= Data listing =

********************

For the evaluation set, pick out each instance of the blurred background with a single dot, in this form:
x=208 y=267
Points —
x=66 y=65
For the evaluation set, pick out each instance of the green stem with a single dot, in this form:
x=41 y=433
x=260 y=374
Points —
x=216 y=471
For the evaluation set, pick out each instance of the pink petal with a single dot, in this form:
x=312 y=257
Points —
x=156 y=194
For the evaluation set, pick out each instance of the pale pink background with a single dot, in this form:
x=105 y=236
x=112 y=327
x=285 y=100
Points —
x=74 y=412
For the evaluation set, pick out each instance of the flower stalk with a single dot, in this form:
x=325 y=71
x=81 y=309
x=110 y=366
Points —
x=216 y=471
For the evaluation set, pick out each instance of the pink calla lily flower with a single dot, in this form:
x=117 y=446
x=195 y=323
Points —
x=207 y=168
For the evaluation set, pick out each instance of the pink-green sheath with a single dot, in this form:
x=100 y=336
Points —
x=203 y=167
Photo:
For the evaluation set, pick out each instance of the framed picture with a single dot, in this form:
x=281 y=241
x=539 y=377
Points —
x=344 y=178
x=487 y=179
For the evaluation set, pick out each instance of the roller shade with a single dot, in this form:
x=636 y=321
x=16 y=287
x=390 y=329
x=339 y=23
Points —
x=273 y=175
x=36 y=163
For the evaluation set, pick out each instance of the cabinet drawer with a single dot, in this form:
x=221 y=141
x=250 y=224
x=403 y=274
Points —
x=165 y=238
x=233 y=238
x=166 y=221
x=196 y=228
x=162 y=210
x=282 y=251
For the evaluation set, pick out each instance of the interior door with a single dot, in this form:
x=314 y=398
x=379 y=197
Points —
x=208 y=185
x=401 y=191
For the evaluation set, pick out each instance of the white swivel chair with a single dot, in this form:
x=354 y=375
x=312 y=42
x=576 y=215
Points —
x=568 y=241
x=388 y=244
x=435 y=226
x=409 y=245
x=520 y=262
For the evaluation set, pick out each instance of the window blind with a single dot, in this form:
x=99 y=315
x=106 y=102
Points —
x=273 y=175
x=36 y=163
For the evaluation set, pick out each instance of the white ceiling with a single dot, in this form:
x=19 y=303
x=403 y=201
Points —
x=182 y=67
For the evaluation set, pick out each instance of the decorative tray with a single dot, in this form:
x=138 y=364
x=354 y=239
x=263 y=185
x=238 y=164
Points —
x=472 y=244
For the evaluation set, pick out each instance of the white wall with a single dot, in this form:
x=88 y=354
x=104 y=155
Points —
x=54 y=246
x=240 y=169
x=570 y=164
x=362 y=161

********************

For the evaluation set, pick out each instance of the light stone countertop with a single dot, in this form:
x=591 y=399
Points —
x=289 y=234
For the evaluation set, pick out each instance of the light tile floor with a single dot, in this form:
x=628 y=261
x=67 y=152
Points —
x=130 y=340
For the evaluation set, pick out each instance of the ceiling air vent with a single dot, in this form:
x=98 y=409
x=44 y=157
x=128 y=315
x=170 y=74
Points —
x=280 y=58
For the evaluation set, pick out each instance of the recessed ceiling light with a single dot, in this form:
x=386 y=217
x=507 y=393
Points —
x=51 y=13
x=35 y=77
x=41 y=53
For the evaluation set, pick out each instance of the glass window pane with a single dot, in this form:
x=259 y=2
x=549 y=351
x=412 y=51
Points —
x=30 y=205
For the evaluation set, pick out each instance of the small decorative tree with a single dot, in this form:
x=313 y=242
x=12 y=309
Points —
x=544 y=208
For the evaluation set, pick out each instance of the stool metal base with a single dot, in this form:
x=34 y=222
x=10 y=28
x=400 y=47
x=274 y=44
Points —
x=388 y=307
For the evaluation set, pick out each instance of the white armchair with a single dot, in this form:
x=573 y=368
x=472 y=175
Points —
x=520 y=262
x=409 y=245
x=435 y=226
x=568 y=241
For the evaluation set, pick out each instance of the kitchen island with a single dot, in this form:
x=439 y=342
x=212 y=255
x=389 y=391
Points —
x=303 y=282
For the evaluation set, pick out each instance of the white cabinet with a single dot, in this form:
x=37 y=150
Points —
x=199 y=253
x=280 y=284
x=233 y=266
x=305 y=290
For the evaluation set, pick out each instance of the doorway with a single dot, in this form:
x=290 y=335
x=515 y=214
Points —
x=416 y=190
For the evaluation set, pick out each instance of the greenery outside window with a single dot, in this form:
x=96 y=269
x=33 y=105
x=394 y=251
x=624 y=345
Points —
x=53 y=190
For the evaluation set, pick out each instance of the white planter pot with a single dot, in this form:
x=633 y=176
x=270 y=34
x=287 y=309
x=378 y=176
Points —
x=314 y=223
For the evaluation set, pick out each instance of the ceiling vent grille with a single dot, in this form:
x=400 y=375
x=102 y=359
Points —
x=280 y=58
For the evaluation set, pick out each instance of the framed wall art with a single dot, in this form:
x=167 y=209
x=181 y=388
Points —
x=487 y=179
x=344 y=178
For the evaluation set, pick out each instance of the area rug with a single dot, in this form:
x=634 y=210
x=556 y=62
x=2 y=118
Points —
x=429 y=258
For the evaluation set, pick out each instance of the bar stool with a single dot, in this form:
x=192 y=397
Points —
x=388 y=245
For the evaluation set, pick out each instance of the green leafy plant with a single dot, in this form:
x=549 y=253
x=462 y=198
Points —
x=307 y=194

********************

= Work to do =
Can you write out every line of the material from the line containing "For the evaluation set, pick out each instance of the blurred" through the line containing "x=282 y=251", shifting the x and y coordinates of each answer point after a "Points —" line up by 43 and leaving all other lines as they are?

= Reply to the exercise =
For the evaluation set, pick out each instance of the blurred background with a single dot, in this form:
x=208 y=267
Points —
x=109 y=108
For the evaluation set, pick out each instance of the green stem with a single dot, in this form:
x=41 y=433
x=260 y=374
Points —
x=259 y=514
For the evaluation set, pick out each instance of the pink petal with a single dot, in this form:
x=312 y=257
Points —
x=199 y=237
For the evaluation set, pick out each instance of the pale pink background with a single dot, in this form:
x=105 y=236
x=112 y=327
x=285 y=100
Points —
x=117 y=455
For the evaluation set, pick out each instance of the flower stalk with a single dot, in this form:
x=325 y=71
x=81 y=309
x=110 y=366
Points —
x=259 y=514
For the evaluation set, pick out each instance of the pink calla lily flower with a single dot, in this form:
x=117 y=446
x=195 y=323
Points —
x=250 y=211
For the evaluation set, pick out each instance of the pink-green sheath with a single dot, in this form:
x=100 y=336
Points —
x=246 y=210
Photo:
For the evaluation set, pick out each instance of the framed picture with a single dot, in this form:
x=281 y=241
x=539 y=377
Points —
x=387 y=221
x=530 y=222
For the evaluation set, pick out each instance of the roller shade with a single dot, in this form:
x=636 y=321
x=16 y=287
x=390 y=329
x=339 y=23
Points —
x=316 y=218
x=79 y=206
For the evaluation set, pick out each instance of the cabinet drawer with a single dot, in this form:
x=221 y=141
x=250 y=224
x=403 y=274
Points —
x=208 y=281
x=276 y=281
x=209 y=264
x=239 y=271
x=205 y=253
x=325 y=294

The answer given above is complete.